CONSIGNES DE TRAVAIL:
**a)** Selon l'extrait sur Me.Land et Impétus, quel nom porte la gamme de baskets imaginée par le fondateur de Me.Land ?
**b)** Recopiez tout le passage de l'extrait sur Me.Land et Impétus, depuis « La marque prêt-à-porter » jusqu'à « des entreprises spécialisées. ».
**c)** Pour chacune des affirmations suivantes, indiquez par oui ou par non si elle concorde avec l'extrait sur Me.Land et Impétus, et citez les mots de l'extrait qui en décident : (i) Frédéric Robert est le fondateur de Me.Land. (ii) L'engagement d'Impétus est certifié par le système international Bluesign. (iii) Les baskets de la gamme Vivace contiennent une colle d'origine animale.

EXTRAIT CHOISI:
######

Me.Land, Impétus : utiliser les déchets de l’océan
Saviez-vous qu’une majorité de nos vêtements sont en matière d’origine plastique ? Quand on lit polyester, acrylique, élasthanne ou Lycra sur l’étiquette, cela désigne des matières synthétiques obtenues par synthèse de composés chimiques issus du pétrole. Saviez-vous que nous déversions 8 millions de tonnes de plastiques chaque année dans nos océans ? A chaque machine à laver, des milliers de microparticules de plastique passent à travers les systèmes d’épuration et se retrouvent dans l’océan. Les marques de baskets Me.Land et de prêt-à-porter Impétus, elles, exploitent cette matière.
"En travaillant avec de nombreux artistes lors de collaborations, nous nous sommes interrogés sur la surproduction de la mode et le zéro déchet. Nous pensons qu'il est temps de prendre soin de notre biodiversité. Pourquoi sur-produire de nouveaux matériaux puisque tout existe déjà ?" se demande Frédéric Robert le fondateur de Me.Land. Il a donc imaginé la gamme Vivace, des baskets urbaines, véganes et recyclées. "C'est avec nos artisans portugais, les organisations ©Seaqual Initiative et ©Peta Vegan Approuved, qui labellisent et soutiennent notre projet, que nous avons imaginé une basket fabriquée à partir de déchets plastiques repêchés dans les océans et de chutes de caoutchouc, sans aucune trace de matière animale même dans la colle".
La marque prêt-à-porter Impétus est une adepte des processus de production conçus de manière à réduire son empreinte environnementale et sa consommation d'énergie. Un engagement certifié par le système international Bluesign qui se manifeste notamment par le choix de fibres éco-durables et la démarche écologique d'utiliser des matières traditionnelles comme le coton biologique certifié. Sa gamme Voyager en est un exemple : les caleçons sont réalisés avec des déchets plastiques provenant de filets de pêche récupérés dans les océans Ces derniers sont nettoyés et envoyés dans un centre de recyclage pour être traités puis transformés en fibres et en fils, utilisés ensuite pour la confection de la maille nécessaire aux caleçons.
Pour les marques qui n'ont pas encore trouvé de solution, il existe des entreprises spécialisées.

######

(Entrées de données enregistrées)

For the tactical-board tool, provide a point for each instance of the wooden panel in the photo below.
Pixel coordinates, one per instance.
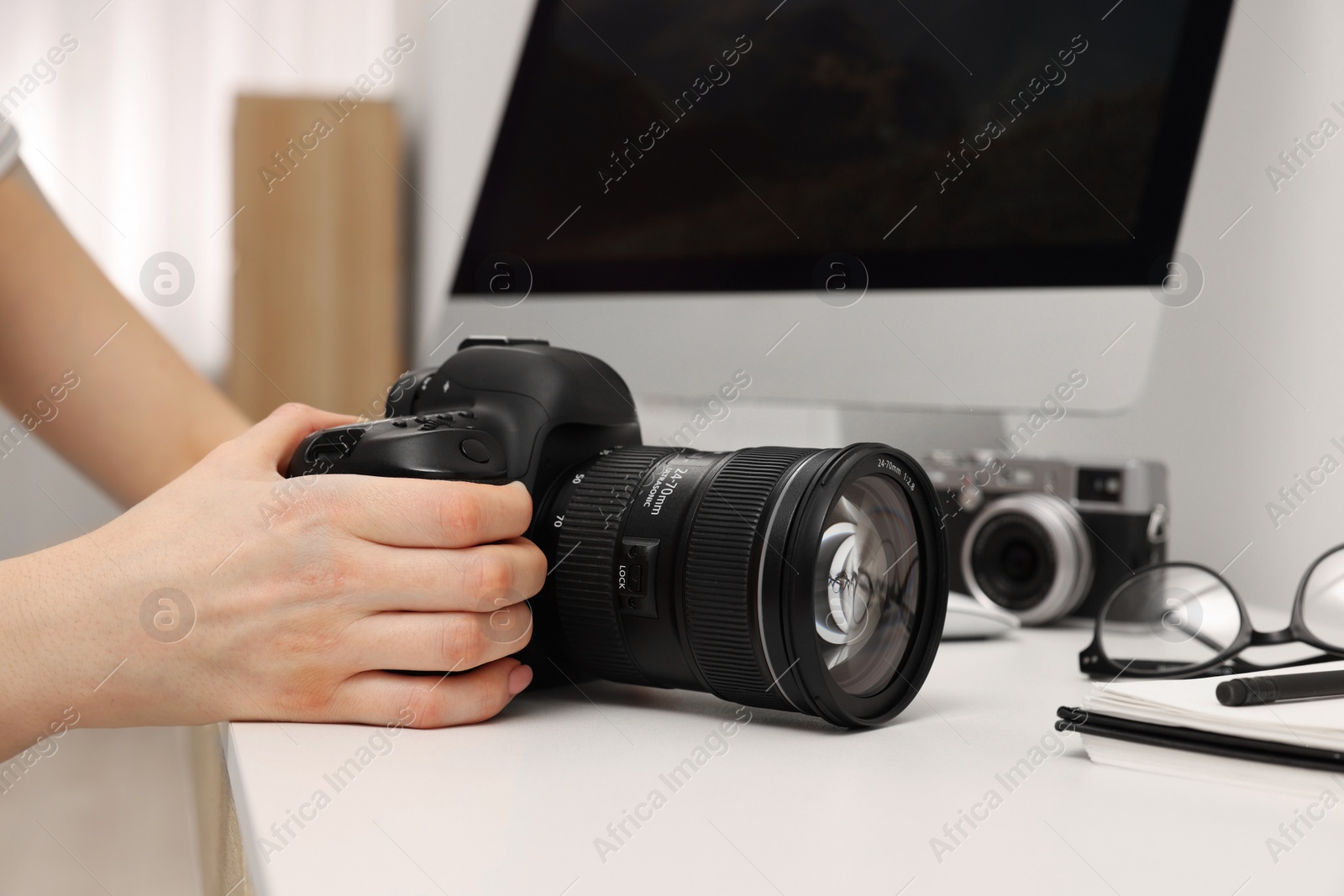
(318, 296)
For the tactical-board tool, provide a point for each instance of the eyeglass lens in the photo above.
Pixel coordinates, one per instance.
(1179, 616)
(1323, 600)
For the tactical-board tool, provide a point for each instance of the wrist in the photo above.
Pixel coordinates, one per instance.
(30, 641)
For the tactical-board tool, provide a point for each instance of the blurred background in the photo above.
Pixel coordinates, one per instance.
(134, 143)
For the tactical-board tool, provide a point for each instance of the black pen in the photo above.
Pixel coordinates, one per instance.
(1250, 692)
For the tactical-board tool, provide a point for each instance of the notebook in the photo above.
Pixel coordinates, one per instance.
(1179, 728)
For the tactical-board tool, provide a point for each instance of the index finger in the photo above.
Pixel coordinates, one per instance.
(430, 513)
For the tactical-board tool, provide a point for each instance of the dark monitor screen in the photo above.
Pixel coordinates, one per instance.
(723, 145)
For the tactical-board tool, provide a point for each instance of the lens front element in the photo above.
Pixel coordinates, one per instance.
(866, 595)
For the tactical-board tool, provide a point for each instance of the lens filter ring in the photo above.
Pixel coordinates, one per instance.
(900, 551)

######

RÉSULTATS DANS L'ORDRE:
**a)** La gamme Vivace.

**b)**
La marque prêt-à-porter Impétus est une adepte des processus de production conçus de manière à réduire son empreinte environnementale et sa consommation d'énergie. Un engagement certifié par le système international Bluesign qui se manifeste notamment par le choix de fibres éco-durables et la démarche écologique d'utiliser des matières traditionnelles comme le coton biologique certifié. Sa gamme Voyager en est un exemple : les caleçons sont réalisés avec des déchets plastiques provenant de filets de pêche récupérés dans les océans Ces derniers sont nettoyés et envoyés dans un centre de recyclage pour être traités puis transformés en fibres et en fils, utilisés ensuite pour la confection de la maille nécessaire aux caleçons.
Pour les marques qui n'ont pas encore trouvé de solution, il existe des entreprises spécialisées.

**c)**
(i) Oui : « Frédéric Robert le fondateur de Me.Land »
(ii) Oui : « Un engagement certifié par le système international Bluesign »
(iii) Non : « sans aucune trace de matière animale même dans la colle »